* [SOURCE EXTRACT]:
Subject: Re: pthread_mutex_unlock (was Re: sched_yield() makes OpenLDAP
	slow)
From: Lee Schermerhorn <lee.schermerhorn@hp.com>
Reply-To: lee.schermerhorn@hp.com
To: Nick Piggin <nickpiggin@yahoo.com.au>,
       linux-kernel <linux-kernel@vger.kernel.org>
Content-Type: text/plain
Organization: LOSL, Nashua
Date: Wed, 01 Feb 2006 12:06:06 -0500
Message-Id: <1138813566.5211.122.camel@localhost.localdomain>
Mime-Version: 1.0
Content-Transfer-Encoding: 7bit
Sender: linux-kernel-owner@vger.kernel.org
Content-Length: 8673
Lines: 172

Hi, Nick, All:

It is with some trepedation that I jump into this already looong thread...

I spent ~6 years as secretary of the Posix.4/.4a [realtime and threads]
working group where we discussed this stuff ad nauseum.  I was also
"technical reviewer" of a few chapters of the .4 drafts [Posix.1a spec].
I only bring this up to point out where my "understanding" of the
"intent" of the spec, such as it is, comes from.  A caveat:  my
involvement was with IEEE/Posix.  The Open Group has adopted the Posix
specs into the SUS and has, rightfully so, imposed additional
interpretation and requirements on it.  E.g., the SUS can require that
certain features that are optional in Posix.

There are ambiguities in the spec.  We tried to avoid these.  One reason
for some of the ambiguities is that this is the best that we could get
the various factions, corporations, ... represented in the working
groups and the balloting groups [not necessarily the same folks] to
agree upon.

The drafts went through a couple of years [maybe longer] of balloting
where folks would object to the wording based on all sorts of real and
imagined scenarios.  Still, when all is said and done, the spec says
what it says.  I've been told that any interpretation that meets the
letter of the specification [and English is notorious for it's
ambiguity, leaving the field wide open, here] is valid, intentions of
the authors notwithstanding.

(Stored dataset items)
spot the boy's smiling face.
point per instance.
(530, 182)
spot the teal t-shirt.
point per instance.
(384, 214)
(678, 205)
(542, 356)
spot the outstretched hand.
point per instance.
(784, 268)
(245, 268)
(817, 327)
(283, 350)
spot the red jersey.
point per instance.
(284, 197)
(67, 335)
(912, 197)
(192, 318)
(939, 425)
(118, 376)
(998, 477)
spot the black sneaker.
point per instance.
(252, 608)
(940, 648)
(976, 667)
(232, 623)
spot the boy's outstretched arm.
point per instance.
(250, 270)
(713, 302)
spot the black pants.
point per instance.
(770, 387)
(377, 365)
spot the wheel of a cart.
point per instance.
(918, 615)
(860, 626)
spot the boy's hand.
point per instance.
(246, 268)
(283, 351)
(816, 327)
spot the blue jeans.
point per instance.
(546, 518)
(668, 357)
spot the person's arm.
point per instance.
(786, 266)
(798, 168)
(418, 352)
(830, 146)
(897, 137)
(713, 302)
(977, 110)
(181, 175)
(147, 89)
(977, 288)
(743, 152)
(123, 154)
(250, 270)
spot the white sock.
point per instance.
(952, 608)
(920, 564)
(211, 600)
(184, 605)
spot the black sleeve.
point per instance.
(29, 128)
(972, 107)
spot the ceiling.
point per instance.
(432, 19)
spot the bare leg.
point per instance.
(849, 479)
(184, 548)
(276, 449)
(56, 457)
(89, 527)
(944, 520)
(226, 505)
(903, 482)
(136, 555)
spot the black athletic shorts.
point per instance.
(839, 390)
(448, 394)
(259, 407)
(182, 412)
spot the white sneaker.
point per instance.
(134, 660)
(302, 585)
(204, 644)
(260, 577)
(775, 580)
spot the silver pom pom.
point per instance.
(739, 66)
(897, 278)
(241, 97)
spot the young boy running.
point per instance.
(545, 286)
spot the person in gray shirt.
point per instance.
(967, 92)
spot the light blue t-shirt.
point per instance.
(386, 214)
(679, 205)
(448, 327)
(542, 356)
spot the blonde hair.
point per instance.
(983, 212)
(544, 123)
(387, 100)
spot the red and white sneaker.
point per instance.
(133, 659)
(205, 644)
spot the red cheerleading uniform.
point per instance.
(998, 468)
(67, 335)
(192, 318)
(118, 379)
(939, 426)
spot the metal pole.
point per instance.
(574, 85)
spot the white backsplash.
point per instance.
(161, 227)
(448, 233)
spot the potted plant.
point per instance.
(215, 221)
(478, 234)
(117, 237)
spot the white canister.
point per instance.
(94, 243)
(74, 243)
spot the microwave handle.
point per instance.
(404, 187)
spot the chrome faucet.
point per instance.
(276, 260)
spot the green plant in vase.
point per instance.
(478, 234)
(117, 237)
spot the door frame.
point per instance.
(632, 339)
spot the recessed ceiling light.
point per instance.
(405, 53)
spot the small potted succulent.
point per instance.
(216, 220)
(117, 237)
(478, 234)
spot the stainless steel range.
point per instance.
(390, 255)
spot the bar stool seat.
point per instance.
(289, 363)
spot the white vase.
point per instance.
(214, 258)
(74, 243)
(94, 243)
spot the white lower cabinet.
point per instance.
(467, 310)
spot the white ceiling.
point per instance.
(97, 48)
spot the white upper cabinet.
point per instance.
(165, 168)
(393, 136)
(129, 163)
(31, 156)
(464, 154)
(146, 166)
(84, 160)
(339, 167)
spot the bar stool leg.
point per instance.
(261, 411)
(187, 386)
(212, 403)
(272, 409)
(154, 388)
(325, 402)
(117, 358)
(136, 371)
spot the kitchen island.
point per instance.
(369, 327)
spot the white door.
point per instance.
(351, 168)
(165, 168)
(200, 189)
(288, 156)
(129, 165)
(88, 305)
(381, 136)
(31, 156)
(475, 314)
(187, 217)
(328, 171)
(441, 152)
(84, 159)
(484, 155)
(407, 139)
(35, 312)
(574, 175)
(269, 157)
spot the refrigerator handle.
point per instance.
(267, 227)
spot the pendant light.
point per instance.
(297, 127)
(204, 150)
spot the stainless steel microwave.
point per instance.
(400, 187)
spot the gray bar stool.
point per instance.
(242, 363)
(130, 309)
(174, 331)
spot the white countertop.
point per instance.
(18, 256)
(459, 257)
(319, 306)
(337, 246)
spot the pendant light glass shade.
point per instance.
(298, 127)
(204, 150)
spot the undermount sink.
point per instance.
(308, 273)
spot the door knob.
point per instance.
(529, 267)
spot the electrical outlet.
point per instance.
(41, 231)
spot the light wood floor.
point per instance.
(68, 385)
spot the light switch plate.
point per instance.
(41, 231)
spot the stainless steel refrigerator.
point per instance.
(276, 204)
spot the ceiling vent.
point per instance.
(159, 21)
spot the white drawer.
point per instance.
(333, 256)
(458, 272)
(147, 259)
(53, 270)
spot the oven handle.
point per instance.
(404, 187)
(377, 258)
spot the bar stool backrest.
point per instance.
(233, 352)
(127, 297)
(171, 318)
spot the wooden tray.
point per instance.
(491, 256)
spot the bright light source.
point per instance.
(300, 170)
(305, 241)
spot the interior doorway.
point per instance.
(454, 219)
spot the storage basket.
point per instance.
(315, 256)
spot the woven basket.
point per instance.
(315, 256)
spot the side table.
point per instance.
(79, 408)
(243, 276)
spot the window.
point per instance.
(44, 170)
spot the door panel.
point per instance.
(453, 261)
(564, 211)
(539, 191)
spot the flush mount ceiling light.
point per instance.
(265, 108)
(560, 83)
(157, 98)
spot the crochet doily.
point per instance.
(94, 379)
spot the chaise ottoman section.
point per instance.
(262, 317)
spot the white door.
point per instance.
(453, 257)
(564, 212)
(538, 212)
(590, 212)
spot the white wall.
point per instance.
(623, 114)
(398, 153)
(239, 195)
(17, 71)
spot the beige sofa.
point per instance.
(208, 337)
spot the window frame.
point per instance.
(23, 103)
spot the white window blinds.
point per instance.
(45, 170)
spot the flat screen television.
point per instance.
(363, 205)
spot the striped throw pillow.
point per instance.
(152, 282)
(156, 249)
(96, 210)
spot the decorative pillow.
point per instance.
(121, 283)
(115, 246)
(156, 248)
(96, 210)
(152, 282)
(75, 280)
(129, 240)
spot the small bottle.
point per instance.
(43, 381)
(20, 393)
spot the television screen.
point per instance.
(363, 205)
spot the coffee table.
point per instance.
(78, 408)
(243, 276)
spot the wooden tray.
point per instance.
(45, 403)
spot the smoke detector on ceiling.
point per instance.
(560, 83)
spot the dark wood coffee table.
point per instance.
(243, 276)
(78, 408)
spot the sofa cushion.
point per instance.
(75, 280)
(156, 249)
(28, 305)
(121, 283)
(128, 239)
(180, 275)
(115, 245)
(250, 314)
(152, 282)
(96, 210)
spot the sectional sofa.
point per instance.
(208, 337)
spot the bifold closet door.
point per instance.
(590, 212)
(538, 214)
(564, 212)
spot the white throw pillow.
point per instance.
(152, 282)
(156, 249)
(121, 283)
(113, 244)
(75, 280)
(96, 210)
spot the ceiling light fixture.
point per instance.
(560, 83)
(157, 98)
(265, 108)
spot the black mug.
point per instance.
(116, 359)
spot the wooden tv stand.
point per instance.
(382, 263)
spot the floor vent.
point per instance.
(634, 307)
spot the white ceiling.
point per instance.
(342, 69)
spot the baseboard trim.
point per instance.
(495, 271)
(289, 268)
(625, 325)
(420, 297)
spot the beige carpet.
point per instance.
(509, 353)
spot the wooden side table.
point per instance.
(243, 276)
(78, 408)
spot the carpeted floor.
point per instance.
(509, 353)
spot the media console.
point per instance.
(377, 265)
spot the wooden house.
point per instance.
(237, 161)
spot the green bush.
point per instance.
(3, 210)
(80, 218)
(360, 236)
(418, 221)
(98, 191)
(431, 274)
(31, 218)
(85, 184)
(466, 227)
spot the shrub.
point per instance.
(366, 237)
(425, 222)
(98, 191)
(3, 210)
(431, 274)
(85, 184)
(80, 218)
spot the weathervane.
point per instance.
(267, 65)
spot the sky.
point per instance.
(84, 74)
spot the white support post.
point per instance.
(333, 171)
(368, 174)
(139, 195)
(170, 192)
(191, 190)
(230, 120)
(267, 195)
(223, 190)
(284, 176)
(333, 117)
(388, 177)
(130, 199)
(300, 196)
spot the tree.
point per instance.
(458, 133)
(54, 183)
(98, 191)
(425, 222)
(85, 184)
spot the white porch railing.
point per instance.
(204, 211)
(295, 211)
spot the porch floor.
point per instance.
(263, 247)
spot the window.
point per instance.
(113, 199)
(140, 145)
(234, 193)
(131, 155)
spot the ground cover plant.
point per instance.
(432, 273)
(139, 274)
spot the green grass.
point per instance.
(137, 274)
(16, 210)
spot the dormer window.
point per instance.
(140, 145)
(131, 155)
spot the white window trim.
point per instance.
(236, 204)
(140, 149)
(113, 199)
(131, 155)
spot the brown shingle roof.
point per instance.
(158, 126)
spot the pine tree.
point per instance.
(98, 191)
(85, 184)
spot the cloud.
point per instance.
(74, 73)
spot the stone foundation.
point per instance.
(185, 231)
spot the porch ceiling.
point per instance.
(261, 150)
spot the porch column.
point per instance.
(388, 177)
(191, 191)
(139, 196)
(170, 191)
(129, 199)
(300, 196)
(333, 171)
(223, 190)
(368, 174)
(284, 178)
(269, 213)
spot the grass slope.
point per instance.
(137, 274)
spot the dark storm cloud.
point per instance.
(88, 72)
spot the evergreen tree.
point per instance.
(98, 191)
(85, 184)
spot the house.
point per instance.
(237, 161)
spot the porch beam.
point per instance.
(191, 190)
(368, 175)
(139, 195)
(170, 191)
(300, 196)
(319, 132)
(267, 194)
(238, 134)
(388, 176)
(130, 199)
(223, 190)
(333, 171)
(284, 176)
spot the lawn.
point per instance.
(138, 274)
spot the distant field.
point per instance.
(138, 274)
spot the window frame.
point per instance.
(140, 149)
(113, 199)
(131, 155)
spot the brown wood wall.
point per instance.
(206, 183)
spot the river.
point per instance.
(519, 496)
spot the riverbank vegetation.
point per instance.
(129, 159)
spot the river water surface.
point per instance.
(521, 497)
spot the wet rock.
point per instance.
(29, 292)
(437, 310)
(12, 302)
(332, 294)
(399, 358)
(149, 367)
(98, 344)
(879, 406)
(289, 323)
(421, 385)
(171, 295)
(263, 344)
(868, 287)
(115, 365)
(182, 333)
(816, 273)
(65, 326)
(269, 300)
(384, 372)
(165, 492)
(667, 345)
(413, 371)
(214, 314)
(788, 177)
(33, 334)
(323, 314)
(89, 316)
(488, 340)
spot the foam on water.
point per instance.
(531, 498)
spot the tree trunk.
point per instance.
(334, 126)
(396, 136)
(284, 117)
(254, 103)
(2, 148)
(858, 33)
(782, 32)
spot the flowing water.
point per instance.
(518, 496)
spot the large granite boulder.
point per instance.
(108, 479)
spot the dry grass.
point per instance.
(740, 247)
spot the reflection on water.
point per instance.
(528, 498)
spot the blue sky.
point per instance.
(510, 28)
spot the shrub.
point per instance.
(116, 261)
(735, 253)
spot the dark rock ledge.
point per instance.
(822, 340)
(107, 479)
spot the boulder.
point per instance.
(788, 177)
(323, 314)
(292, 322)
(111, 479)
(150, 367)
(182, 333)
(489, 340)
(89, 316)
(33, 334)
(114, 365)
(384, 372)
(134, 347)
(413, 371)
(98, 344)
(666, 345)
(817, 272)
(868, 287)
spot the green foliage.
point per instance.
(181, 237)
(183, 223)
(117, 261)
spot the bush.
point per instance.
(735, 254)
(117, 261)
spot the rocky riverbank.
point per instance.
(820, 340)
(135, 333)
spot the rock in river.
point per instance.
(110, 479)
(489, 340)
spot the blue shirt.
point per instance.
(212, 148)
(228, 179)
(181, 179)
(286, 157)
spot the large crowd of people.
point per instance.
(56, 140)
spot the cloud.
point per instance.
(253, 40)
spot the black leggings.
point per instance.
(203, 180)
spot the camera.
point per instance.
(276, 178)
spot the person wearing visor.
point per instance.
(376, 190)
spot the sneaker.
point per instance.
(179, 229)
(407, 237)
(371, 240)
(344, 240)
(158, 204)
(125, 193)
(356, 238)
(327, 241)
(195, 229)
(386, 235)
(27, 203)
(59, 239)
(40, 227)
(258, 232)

* [INSTRUCTIONS FOR THE TASK]: Write out the passage of the mailing-list post on pthread_mutex_unlock from "I spent ~6 years" to "drafts [Posix.1a spec].", word for word.

* [WRITTEN RESPONSE]:
I spent ~6 years as secretary of the Posix.4/.4a [realtime and threads]
working group where we discussed this stuff ad nauseum.  I was also
"technical reviewer" of a few chapters of the .4 drafts [Posix.1a spec].